Directions: Copy the stretch of the listing below from the line containing "Please identify the overcast" through the end of the listing, and add -64 to every pixel coordinate in the answers.

Rows:
——————————
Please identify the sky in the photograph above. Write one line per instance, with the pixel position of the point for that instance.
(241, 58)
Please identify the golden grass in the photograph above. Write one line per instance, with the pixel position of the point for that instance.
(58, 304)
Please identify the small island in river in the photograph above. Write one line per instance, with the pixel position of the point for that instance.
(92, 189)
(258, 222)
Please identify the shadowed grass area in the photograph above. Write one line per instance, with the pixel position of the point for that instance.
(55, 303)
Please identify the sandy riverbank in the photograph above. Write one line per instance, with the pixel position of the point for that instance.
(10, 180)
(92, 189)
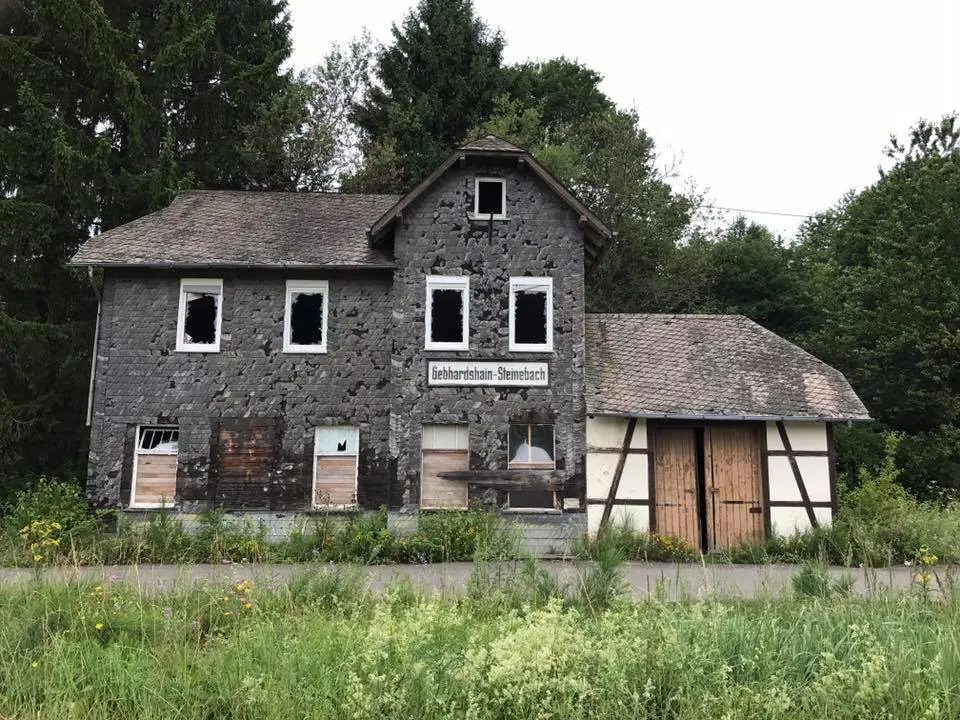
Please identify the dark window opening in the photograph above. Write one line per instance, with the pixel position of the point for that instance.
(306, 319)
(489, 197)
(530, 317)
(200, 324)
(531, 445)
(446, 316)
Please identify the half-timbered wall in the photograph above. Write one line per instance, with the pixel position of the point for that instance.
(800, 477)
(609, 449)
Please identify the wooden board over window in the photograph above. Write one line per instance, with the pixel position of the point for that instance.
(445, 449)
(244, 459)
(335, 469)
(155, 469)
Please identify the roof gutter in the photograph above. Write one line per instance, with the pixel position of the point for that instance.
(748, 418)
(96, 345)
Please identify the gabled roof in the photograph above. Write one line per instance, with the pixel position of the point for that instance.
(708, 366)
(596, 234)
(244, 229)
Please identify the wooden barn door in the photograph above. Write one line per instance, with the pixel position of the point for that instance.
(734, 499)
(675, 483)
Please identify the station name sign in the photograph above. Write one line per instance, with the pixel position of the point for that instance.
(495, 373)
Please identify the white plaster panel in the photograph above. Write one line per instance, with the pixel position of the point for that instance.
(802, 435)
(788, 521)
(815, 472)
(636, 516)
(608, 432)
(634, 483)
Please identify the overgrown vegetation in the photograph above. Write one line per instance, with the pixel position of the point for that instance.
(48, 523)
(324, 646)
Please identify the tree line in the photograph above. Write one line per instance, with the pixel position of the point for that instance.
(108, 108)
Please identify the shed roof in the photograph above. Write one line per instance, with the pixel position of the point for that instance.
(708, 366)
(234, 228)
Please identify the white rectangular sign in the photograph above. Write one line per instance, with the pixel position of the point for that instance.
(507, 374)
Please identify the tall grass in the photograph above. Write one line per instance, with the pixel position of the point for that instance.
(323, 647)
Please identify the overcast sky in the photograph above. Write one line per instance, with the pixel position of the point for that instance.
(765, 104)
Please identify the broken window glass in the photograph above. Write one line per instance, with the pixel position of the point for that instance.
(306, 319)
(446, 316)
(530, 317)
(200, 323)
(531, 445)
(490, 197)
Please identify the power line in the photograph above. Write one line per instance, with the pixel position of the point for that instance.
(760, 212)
——————————
Answer to the task:
Please identify the overcast sky in the photograph above. Write one line per instance, with the pixel position of the point for that instance.
(701, 40)
Please identify the broken window glass in the photograph above. Write one line per instance, with the pixel position of the point for that instance.
(242, 255)
(382, 252)
(466, 253)
(136, 259)
(467, 381)
(426, 133)
Please identify the power line in the photograph above. Write one line per instance, with the pixel position of the point for that instance.
(696, 148)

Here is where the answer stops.